In the data below, find every line with the word "dark" and copy it.

- _Dataset extract_:
=== Section Start ===

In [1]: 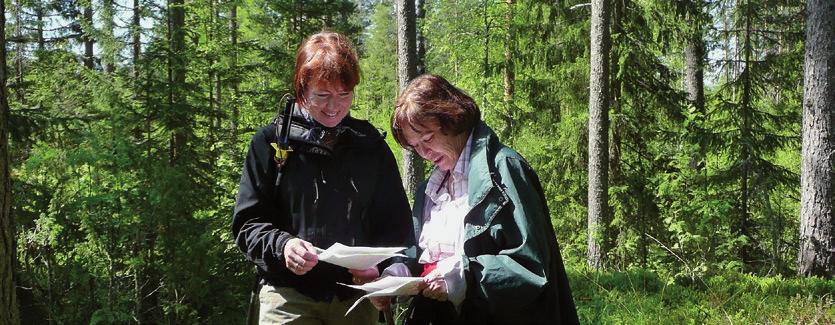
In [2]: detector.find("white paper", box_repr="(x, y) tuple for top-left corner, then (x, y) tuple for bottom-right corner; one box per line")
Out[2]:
(341, 276), (424, 316)
(316, 243), (407, 270)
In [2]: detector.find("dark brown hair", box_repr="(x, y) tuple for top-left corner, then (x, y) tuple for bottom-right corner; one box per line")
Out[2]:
(294, 32), (361, 105)
(391, 74), (481, 149)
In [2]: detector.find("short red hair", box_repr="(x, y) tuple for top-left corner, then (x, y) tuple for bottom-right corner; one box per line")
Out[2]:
(294, 32), (361, 105)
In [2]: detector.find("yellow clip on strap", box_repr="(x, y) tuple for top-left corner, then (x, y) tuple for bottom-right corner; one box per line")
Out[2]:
(270, 142), (293, 166)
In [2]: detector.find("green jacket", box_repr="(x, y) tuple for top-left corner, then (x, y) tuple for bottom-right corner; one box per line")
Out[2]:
(411, 122), (578, 324)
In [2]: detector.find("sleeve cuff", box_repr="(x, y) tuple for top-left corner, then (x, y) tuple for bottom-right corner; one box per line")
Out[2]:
(437, 255), (467, 310)
(382, 262), (412, 277)
(274, 233), (295, 266)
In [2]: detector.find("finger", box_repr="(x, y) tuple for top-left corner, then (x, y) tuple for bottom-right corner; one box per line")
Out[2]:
(361, 270), (378, 280)
(288, 263), (304, 275)
(290, 255), (307, 267)
(301, 250), (318, 262)
(287, 257), (311, 275)
(349, 267), (376, 277)
(298, 241), (319, 261)
(299, 240), (319, 254)
(291, 243), (309, 257)
(370, 297), (389, 311)
(300, 263), (314, 273)
(301, 259), (317, 269)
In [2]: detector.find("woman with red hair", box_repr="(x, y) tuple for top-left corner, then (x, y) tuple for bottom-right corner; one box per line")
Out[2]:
(232, 32), (414, 324)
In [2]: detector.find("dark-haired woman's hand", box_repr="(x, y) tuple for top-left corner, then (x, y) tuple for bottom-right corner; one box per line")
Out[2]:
(349, 267), (379, 285)
(422, 271), (449, 301)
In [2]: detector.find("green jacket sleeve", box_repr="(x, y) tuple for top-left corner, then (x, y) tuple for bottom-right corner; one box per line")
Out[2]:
(462, 155), (556, 315)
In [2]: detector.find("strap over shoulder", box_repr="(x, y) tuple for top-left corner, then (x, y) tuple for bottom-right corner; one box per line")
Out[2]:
(271, 96), (336, 157)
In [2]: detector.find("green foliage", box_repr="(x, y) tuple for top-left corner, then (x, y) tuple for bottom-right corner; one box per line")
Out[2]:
(6, 0), (815, 323)
(568, 260), (835, 324)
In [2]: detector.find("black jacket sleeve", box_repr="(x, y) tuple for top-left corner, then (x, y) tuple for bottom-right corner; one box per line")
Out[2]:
(367, 141), (415, 269)
(231, 127), (294, 274)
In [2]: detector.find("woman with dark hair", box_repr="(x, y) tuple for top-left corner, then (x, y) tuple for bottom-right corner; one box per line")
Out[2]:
(376, 74), (579, 324)
(231, 31), (414, 324)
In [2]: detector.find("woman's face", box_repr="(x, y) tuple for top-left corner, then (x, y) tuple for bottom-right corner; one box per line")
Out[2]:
(303, 80), (354, 127)
(401, 122), (469, 172)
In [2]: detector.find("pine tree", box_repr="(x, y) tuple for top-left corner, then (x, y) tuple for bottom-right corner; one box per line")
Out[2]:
(587, 0), (611, 269)
(0, 0), (21, 321)
(396, 0), (425, 196)
(798, 0), (834, 278)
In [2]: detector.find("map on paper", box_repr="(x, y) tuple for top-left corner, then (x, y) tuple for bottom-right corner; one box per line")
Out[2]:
(341, 276), (425, 315)
(315, 243), (407, 270)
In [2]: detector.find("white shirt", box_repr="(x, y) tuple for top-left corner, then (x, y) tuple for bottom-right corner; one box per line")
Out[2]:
(385, 133), (473, 310)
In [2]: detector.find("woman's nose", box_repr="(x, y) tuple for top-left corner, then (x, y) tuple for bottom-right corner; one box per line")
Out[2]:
(416, 145), (431, 158)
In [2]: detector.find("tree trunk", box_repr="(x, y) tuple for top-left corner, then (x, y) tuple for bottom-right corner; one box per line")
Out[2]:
(169, 0), (186, 163)
(799, 0), (834, 278)
(83, 4), (94, 69)
(102, 0), (116, 73)
(229, 2), (239, 153)
(587, 0), (611, 269)
(208, 0), (221, 164)
(0, 0), (20, 322)
(608, 0), (623, 265)
(684, 1), (706, 170)
(36, 5), (44, 51)
(135, 66), (155, 324)
(133, 0), (142, 80)
(502, 0), (515, 138)
(136, 230), (159, 324)
(481, 1), (490, 105)
(13, 0), (25, 102)
(739, 0), (753, 267)
(416, 0), (426, 75)
(396, 0), (425, 197)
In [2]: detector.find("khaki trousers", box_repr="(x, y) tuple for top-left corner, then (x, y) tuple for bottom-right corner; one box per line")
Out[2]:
(259, 285), (378, 325)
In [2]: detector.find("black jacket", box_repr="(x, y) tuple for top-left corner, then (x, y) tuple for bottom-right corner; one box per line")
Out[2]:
(231, 113), (414, 301)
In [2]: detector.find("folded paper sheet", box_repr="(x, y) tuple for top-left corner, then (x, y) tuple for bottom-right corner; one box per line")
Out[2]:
(316, 243), (407, 270)
(341, 276), (424, 315)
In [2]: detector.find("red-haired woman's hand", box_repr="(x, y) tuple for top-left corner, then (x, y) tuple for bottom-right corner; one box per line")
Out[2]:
(283, 238), (319, 275)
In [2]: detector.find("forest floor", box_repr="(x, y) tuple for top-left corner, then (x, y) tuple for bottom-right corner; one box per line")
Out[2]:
(568, 261), (835, 324)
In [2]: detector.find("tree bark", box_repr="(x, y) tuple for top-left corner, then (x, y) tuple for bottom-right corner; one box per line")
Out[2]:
(133, 0), (142, 80)
(587, 0), (611, 269)
(169, 0), (186, 163)
(685, 0), (706, 170)
(799, 0), (835, 278)
(415, 0), (426, 75)
(230, 1), (240, 154)
(102, 0), (116, 73)
(0, 0), (21, 322)
(396, 0), (425, 197)
(738, 0), (754, 267)
(36, 5), (44, 51)
(608, 0), (624, 265)
(83, 4), (94, 69)
(502, 0), (515, 137)
(13, 0), (25, 102)
(481, 1), (490, 104)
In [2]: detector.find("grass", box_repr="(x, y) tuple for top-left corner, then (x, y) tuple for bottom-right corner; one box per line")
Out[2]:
(569, 264), (835, 324)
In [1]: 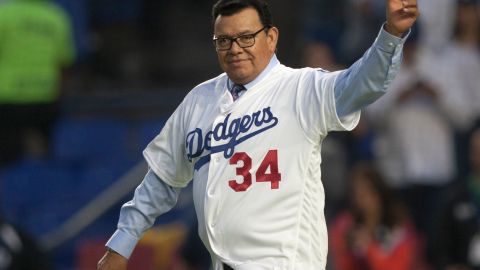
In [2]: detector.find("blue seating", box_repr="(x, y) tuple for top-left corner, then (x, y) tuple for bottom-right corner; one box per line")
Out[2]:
(52, 117), (130, 163)
(0, 159), (79, 237)
(0, 116), (183, 270)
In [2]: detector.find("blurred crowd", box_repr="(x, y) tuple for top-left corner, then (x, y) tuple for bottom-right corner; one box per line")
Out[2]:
(304, 0), (480, 269)
(0, 0), (479, 269)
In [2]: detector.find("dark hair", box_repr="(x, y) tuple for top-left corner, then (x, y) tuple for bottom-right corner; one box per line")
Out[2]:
(212, 0), (273, 28)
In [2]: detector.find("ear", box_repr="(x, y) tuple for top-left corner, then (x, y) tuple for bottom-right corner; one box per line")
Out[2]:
(267, 27), (279, 52)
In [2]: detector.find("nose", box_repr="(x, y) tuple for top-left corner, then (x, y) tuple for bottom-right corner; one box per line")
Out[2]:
(228, 39), (243, 54)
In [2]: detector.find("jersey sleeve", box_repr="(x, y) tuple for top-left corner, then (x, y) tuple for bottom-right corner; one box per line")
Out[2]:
(295, 69), (361, 142)
(295, 26), (408, 141)
(143, 98), (194, 188)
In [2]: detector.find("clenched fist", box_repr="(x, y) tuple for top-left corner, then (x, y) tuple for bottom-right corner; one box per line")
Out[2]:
(386, 0), (419, 37)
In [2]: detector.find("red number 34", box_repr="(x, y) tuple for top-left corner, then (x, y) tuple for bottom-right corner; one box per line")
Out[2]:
(228, 150), (282, 192)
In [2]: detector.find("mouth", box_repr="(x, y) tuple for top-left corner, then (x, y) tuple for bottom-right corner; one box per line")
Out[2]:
(227, 59), (248, 65)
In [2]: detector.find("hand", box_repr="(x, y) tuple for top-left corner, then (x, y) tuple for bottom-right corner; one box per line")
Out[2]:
(386, 0), (419, 37)
(97, 250), (128, 270)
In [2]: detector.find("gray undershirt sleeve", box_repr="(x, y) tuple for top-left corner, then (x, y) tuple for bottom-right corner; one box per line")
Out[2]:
(334, 24), (409, 117)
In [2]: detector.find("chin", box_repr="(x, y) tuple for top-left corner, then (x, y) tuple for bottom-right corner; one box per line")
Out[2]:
(228, 71), (251, 84)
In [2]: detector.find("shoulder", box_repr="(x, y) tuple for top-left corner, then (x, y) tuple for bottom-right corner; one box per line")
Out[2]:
(271, 65), (333, 84)
(281, 65), (340, 92)
(181, 73), (227, 104)
(190, 73), (226, 95)
(44, 2), (71, 25)
(275, 64), (329, 75)
(285, 65), (333, 79)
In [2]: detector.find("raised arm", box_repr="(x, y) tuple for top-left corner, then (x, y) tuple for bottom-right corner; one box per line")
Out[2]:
(334, 0), (419, 117)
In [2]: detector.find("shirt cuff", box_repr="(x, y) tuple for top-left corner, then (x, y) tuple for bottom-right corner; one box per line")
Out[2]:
(105, 229), (139, 259)
(374, 23), (410, 54)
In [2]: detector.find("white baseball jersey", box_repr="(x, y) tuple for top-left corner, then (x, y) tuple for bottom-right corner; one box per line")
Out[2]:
(107, 27), (407, 270)
(144, 62), (360, 269)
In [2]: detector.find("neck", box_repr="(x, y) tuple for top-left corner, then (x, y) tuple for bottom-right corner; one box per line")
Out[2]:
(230, 54), (279, 89)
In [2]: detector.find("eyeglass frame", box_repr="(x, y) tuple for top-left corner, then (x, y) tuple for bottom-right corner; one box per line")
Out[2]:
(212, 26), (270, 51)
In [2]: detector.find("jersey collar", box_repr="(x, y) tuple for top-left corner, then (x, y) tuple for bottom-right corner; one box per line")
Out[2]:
(228, 54), (280, 91)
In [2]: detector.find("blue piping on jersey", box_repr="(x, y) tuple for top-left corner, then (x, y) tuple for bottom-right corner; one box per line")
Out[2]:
(193, 117), (278, 171)
(193, 115), (277, 171)
(194, 155), (211, 171)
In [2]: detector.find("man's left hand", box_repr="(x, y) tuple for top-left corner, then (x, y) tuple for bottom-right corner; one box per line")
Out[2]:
(386, 0), (419, 37)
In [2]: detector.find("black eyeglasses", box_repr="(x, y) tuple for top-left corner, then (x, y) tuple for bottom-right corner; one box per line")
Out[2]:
(213, 27), (268, 51)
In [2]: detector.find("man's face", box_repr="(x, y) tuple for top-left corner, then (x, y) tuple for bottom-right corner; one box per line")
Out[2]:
(213, 7), (278, 85)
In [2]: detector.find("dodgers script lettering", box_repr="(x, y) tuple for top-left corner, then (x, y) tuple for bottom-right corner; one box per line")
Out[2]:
(186, 107), (278, 169)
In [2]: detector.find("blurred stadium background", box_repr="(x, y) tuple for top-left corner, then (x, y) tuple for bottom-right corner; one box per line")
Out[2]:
(0, 0), (479, 269)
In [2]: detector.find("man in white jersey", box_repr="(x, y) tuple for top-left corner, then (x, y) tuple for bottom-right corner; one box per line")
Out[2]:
(97, 0), (418, 269)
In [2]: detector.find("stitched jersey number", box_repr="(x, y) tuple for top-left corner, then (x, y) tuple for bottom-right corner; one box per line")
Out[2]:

=== Section End ===

- _Answer box_:
In [2]: detector.find("dark brown hair", box_repr="(x, y) tuple for top-left corner, then (x, y) tuple for bottom-right corner; one box per line")
In [2]: detector.find("dark-haired woman's hand", box_repr="(x, y) tuple for top-left corner, then (x, y) tuple for bottom-right corner; one box per line")
In [2]: detector.find("woman with dark hair", box_repr="(x, y) tuple for top-left corner, then (x, y) tuple for bottom-right corner; one box per line")
In [2]: detector.find("dark hair", box_repr="(x, y) tuple for top-left corner, then (x, y) tuple for bottom-right corner; one box per line")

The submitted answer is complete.